── Listed records ──
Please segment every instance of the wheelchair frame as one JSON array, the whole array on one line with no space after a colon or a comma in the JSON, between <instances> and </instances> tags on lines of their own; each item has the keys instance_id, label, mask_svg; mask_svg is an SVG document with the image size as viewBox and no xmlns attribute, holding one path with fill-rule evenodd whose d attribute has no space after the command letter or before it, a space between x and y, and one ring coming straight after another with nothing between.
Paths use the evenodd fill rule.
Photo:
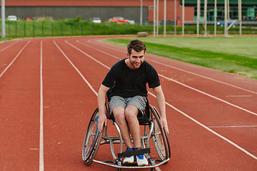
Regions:
<instances>
[{"instance_id":1,"label":"wheelchair frame","mask_svg":"<svg viewBox=\"0 0 257 171\"><path fill-rule=\"evenodd\" d=\"M151 170L154 170L155 167L163 163L168 162L170 160L171 150L167 134L164 128L161 127L161 116L156 108L153 106L151 106L148 103L147 104L146 110L143 111L143 115L146 115L148 119L147 122L141 122L140 118L138 118L140 125L144 126L143 135L141 136L143 150L142 150L143 152L143 150L148 149L150 147L150 140L152 139L159 159L153 160L150 157L151 155L148 153L146 153L146 157L148 160L148 165L122 165L122 158L119 157L119 155L121 154L123 152L124 142L118 124L115 123L114 120L111 118L111 116L110 115L109 102L106 100L106 115L107 118L111 120L113 124L116 126L119 136L109 136L107 135L107 126L104 126L103 131L99 133L97 125L99 119L99 109L97 108L94 112L89 121L83 144L82 158L85 162L85 165L87 166L90 165L94 161L102 165L116 167L118 170L121 170L121 168L151 168ZM148 127L149 129L149 133L148 135L147 127ZM103 135L104 130L105 132L104 135ZM100 142L101 139L104 140ZM111 155L114 160L107 160L102 162L94 159L99 145L104 144L110 144ZM118 154L118 157L116 156L114 152L114 144L120 144L120 153ZM144 152L145 152L146 151L144 150Z\"/></svg>"}]
</instances>

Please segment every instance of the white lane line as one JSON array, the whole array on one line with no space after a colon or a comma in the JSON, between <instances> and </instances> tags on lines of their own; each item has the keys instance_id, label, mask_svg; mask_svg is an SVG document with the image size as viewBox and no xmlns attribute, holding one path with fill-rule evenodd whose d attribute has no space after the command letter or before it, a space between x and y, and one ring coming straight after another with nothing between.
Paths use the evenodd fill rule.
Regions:
<instances>
[{"instance_id":1,"label":"white lane line","mask_svg":"<svg viewBox=\"0 0 257 171\"><path fill-rule=\"evenodd\" d=\"M1 73L0 78L3 76L3 74L6 71L6 70L13 64L13 63L15 61L15 60L18 58L18 56L21 54L21 53L24 50L26 46L29 43L30 41L29 41L25 46L21 48L21 50L18 53L18 54L15 56L15 58L13 59L13 61L10 63L10 64L8 65L8 66L4 69L4 71Z\"/></svg>"},{"instance_id":2,"label":"white lane line","mask_svg":"<svg viewBox=\"0 0 257 171\"><path fill-rule=\"evenodd\" d=\"M226 95L227 98L246 98L246 97L252 97L253 95Z\"/></svg>"},{"instance_id":3,"label":"white lane line","mask_svg":"<svg viewBox=\"0 0 257 171\"><path fill-rule=\"evenodd\" d=\"M77 41L79 42L79 41ZM118 49L116 49L116 48L111 48L111 47L109 47L109 46L104 46L104 45L102 45L101 43L95 43L94 41L91 41L90 40L88 41L89 42L90 42L91 43L94 43L94 44L97 44L98 46L103 46L103 47L105 47L105 48L108 48L109 49L112 49L112 50L114 50L114 51L119 51L119 52L124 52L122 51L119 51ZM83 43L82 43L82 44L84 44ZM86 44L85 44L86 45ZM88 45L87 45L88 46ZM96 49L94 47L91 47L92 48L94 48ZM236 88L238 89L241 89L241 90L245 90L245 91L248 91L248 92L251 92L252 93L255 93L255 94L257 94L257 92L255 92L255 91L252 91L252 90L248 90L248 89L246 89L246 88L241 88L241 87L238 87L238 86L234 86L234 85L232 85L232 84L230 84L230 83L225 83L225 82L223 82L223 81L218 81L218 80L215 80L215 79L213 79L213 78L208 78L208 77L206 77L206 76L203 76L202 75L200 75L200 74L198 74L198 73L193 73L193 72L190 72L190 71L186 71L186 70L183 70L183 69L181 69L181 68L176 68L176 67L174 67L174 66L169 66L169 65L167 65L167 64L165 64L165 63L160 63L160 62L158 62L158 61L153 61L153 60L151 60L151 59L147 59L147 61L152 61L152 62L154 62L154 63L156 63L158 64L160 64L160 65L163 65L163 66L167 66L167 67L169 67L169 68L172 68L173 69L176 69L176 70L178 70L178 71L183 71L183 72L185 72L185 73L190 73L190 74L192 74L192 75L194 75L194 76L199 76L199 77L201 77L201 78L206 78L206 79L208 79L208 80L211 80L211 81L216 81L216 82L218 82L218 83L222 83L222 84L225 84L225 85L227 85L227 86L231 86L231 87L233 87L233 88Z\"/></svg>"},{"instance_id":4,"label":"white lane line","mask_svg":"<svg viewBox=\"0 0 257 171\"><path fill-rule=\"evenodd\" d=\"M1 49L0 51L0 52L4 51L4 50L6 50L6 48L8 48L9 47L11 47L11 46L13 46L14 44L15 44L16 43L17 43L18 41L14 41L14 43L12 43L11 44L7 46L6 47L5 47L4 48Z\"/></svg>"},{"instance_id":5,"label":"white lane line","mask_svg":"<svg viewBox=\"0 0 257 171\"><path fill-rule=\"evenodd\" d=\"M92 91L96 95L98 95L98 93L96 93L96 91L93 88L93 87L90 85L90 83L89 83L89 81L87 81L87 80L84 77L84 76L82 75L82 73L79 71L79 69L74 66L74 64L73 64L73 63L71 61L71 60L69 60L69 58L67 57L67 56L64 53L64 52L60 48L60 47L57 45L57 43L55 42L55 41L54 41L54 44L56 46L56 47L59 48L59 50L61 52L61 53L63 53L63 55L65 56L65 58L68 60L68 61L71 64L71 66L76 69L76 71L79 73L79 74L82 77L83 80L87 83L87 85L89 86L89 88L92 90ZM84 54L87 55L89 57L89 56L88 54L86 54L86 53L84 53ZM92 57L91 57L92 58ZM104 65L104 64L103 64ZM106 66L104 66L106 67Z\"/></svg>"},{"instance_id":6,"label":"white lane line","mask_svg":"<svg viewBox=\"0 0 257 171\"><path fill-rule=\"evenodd\" d=\"M40 43L40 138L39 171L44 171L44 123L43 123L43 41Z\"/></svg>"},{"instance_id":7,"label":"white lane line","mask_svg":"<svg viewBox=\"0 0 257 171\"><path fill-rule=\"evenodd\" d=\"M151 95L153 95L153 97L156 98L156 96L151 93L151 92L148 92L149 94L151 94ZM176 108L175 108L174 106L171 105L171 104L168 103L167 102L165 102L166 104L168 106L170 106L171 108L172 108L173 109L174 109L175 110L179 112L180 113L181 113L182 115L183 115L184 116L186 116L186 118L189 118L190 120L193 120L193 122L195 122L196 123L200 125L201 126L203 127L204 128L206 128L206 130L208 130L208 131L211 132L212 133L215 134L216 135L217 135L218 137L221 138L221 139L226 140L226 142L229 142L230 144L231 144L232 145L235 146L236 147L237 147L238 149L241 150L241 151L244 152L245 153L246 153L247 155L250 155L251 157L252 157L253 158L257 160L257 157L252 155L251 153L250 153L249 152L248 152L247 150L246 150L245 149L242 148L241 147L240 147L239 145L238 145L237 144L236 144L235 142L229 140L228 139L226 138L225 137L222 136L221 135L217 133L216 132L213 131L213 130L210 129L209 128L208 128L207 126L204 125L203 124L201 123L200 122L197 121L196 120L193 119L193 118L191 118L191 116L186 115L185 113L182 112L181 110L177 109Z\"/></svg>"},{"instance_id":8,"label":"white lane line","mask_svg":"<svg viewBox=\"0 0 257 171\"><path fill-rule=\"evenodd\" d=\"M81 51L81 50L80 50ZM66 57L66 56L65 55L65 56ZM66 57L67 58L67 57ZM93 58L93 57L91 57ZM94 59L94 61L97 61L96 59ZM106 67L105 65L102 65L104 67ZM75 67L75 66L74 66ZM108 68L109 68L109 67L108 67ZM79 70L76 68L76 70L77 70L77 71L79 71ZM79 73L81 75L80 72L79 71ZM81 76L82 78L84 79L84 76ZM84 79L85 80L85 79ZM90 86L90 87L91 88L92 86L90 85L90 83L86 81L86 83ZM94 88L91 88L92 90L94 90ZM95 92L95 90L94 90L94 91ZM156 96L148 92L148 93L151 95L153 95L153 97L156 98ZM257 160L257 157L254 156L253 155L252 155L251 153L250 153L249 152L246 151L245 149L241 147L240 146L238 146L238 145L236 145L236 143L233 142L232 141L229 140L228 139L226 138L225 137L219 135L218 133L217 133L216 132L212 130L211 129L208 128L207 126L204 125L203 124L199 123L198 121L197 121L196 120L193 119L193 118L190 117L189 115L186 115L186 113L184 113L183 112L179 110L178 109L176 108L175 107L173 107L173 105L171 105L171 104L168 103L167 102L166 102L166 104L168 105L168 106L170 106L171 108L173 108L174 110L176 110L176 111L179 112L180 113L181 113L182 115L183 115L184 116L186 116L186 118L189 118L190 120L193 120L193 122L195 122L196 123L200 125L201 126L203 127L204 128L206 128L206 130L208 130L208 131L213 133L214 135L218 136L219 138L222 138L223 140L224 140L225 141L229 142L230 144L231 144L232 145L235 146L236 147L237 147L238 149L241 150L241 151L244 152L245 153L246 153L247 155L250 155L251 157L252 157L253 158Z\"/></svg>"},{"instance_id":9,"label":"white lane line","mask_svg":"<svg viewBox=\"0 0 257 171\"><path fill-rule=\"evenodd\" d=\"M74 47L74 46L71 45L71 44L69 43L68 41L66 41L66 42L67 43L69 43L69 45L72 46L73 47ZM84 44L84 43L80 43ZM87 45L87 46L88 46L88 47L90 47L90 46L88 46L88 45ZM95 50L96 50L96 51L101 51L101 50L99 50L99 49L97 49L97 48L93 48L93 47L91 47L91 48L94 48L94 49L95 49ZM78 49L78 50L79 49L79 48L76 48ZM79 49L79 51L83 52L83 51L81 50L81 49ZM109 53L104 53L106 54L106 55L109 55L109 56L112 56L112 57L114 56L113 55L111 55L111 54L109 54ZM92 58L93 57L91 56L91 58ZM116 58L117 58L117 57L116 57ZM121 59L121 58L119 58L119 59ZM94 61L97 61L97 60L96 60L96 59L94 59ZM99 61L98 61L98 63L100 63ZM109 68L109 67L108 67L108 68ZM201 91L201 90L198 90L198 89L196 89L196 88L190 87L190 86L187 86L187 85L186 85L186 84L181 83L180 83L180 82L178 82L178 81L175 81L175 80L173 80L173 79L171 79L171 78L168 78L168 77L166 77L166 76L163 76L163 75L161 75L161 74L158 74L158 75L159 75L161 77L163 77L163 78L166 78L166 79L167 79L167 80L173 81L173 82L175 82L175 83L178 83L178 84L180 84L180 85L181 85L181 86L184 86L184 87L186 87L186 88L188 88L192 89L192 90L196 90L196 91L197 91L197 92L198 92L198 93L202 93L202 94L204 94L204 95L208 95L208 96L209 96L209 97L211 97L211 98L215 98L215 99L216 99L216 100L220 100L220 101L223 102L223 103L226 103L226 104L228 104L228 105L232 105L232 106L233 106L233 107L236 107L236 108L238 108L238 109L243 110L244 110L244 111L246 111L246 112L248 112L248 113L251 113L251 114L253 114L253 115L257 115L257 113L253 113L253 112L251 112L251 111L250 111L250 110L246 110L246 109L244 109L244 108L241 108L241 107L239 107L239 106L238 106L238 105L233 105L233 104L232 104L232 103L229 103L229 102L227 102L227 101L223 100L222 100L222 99L221 99L221 98L216 98L216 97L215 97L215 96L213 96L213 95L211 95L208 94L208 93L205 93L205 92L203 92L203 91Z\"/></svg>"}]
</instances>

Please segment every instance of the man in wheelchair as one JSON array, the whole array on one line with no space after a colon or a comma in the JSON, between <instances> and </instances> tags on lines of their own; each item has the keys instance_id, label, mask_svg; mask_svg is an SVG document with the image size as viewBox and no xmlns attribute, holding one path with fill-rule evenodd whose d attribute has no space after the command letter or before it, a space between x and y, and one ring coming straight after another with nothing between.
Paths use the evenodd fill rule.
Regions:
<instances>
[{"instance_id":1,"label":"man in wheelchair","mask_svg":"<svg viewBox=\"0 0 257 171\"><path fill-rule=\"evenodd\" d=\"M98 95L99 118L98 128L102 131L106 125L105 114L106 95L110 102L110 112L118 124L126 151L141 149L141 133L137 118L138 110L143 111L147 103L146 83L153 88L157 98L161 113L161 125L168 133L166 117L165 98L161 87L158 73L153 67L144 61L146 47L139 40L132 40L127 46L128 58L114 64L100 86ZM131 141L131 135L133 139ZM126 157L124 164L133 163L147 165L144 155Z\"/></svg>"}]
</instances>

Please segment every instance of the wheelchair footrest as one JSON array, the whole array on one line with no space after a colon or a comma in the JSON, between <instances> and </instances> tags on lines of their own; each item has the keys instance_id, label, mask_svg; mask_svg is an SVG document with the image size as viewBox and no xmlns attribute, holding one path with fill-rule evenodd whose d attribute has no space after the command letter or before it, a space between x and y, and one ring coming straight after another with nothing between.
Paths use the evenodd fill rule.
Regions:
<instances>
[{"instance_id":1,"label":"wheelchair footrest","mask_svg":"<svg viewBox=\"0 0 257 171\"><path fill-rule=\"evenodd\" d=\"M118 157L121 158L121 157L129 157L131 155L143 155L146 153L151 153L150 148L143 148L140 150L126 151L122 153L119 153Z\"/></svg>"}]
</instances>

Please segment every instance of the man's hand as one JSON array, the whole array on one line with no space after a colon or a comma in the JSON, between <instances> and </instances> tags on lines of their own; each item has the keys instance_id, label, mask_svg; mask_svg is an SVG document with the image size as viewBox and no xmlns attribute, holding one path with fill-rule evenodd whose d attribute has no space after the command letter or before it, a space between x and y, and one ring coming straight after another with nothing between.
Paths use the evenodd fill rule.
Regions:
<instances>
[{"instance_id":1,"label":"man's hand","mask_svg":"<svg viewBox=\"0 0 257 171\"><path fill-rule=\"evenodd\" d=\"M98 120L98 128L101 133L103 130L103 125L107 126L107 118L105 114L99 115L99 118Z\"/></svg>"},{"instance_id":2,"label":"man's hand","mask_svg":"<svg viewBox=\"0 0 257 171\"><path fill-rule=\"evenodd\" d=\"M161 127L164 128L166 132L167 133L168 133L168 123L167 123L166 118L164 117L161 117L160 121L161 121Z\"/></svg>"}]
</instances>

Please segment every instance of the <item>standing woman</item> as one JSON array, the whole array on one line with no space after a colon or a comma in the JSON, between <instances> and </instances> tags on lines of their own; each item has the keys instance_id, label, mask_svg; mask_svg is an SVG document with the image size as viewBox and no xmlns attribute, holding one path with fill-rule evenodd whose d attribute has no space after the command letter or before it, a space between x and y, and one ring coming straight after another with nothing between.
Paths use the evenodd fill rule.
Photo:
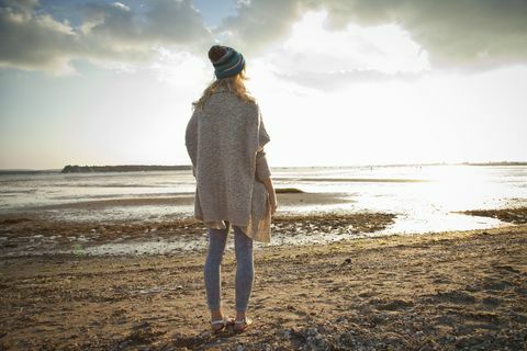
───
## [Given instruction]
Starting with the line that contains "Please segment every instance of the <item>standing" and going on through the end of the items, rewrite those lines with "evenodd" changed to "nonzero" and nothing else altered. Leave the pictures out.

## [Solution to this problem]
Please segment every instance of the <item>standing woman</item> as one JSON array, the whole array on one line with no space after a colon or a comma in the JSON, between <instances> and </instances> tags on lines of their own; each item has the keys instance_id, label, mask_svg; mask_svg is an SVG document with the image size as viewBox and no xmlns attribute, holding one path with fill-rule nonzero whose d attribute has no space after the command letter or before it, a space between x and y, and one ring coming straight after another with nothing between.
Paths use the nonzero fill rule.
Photo:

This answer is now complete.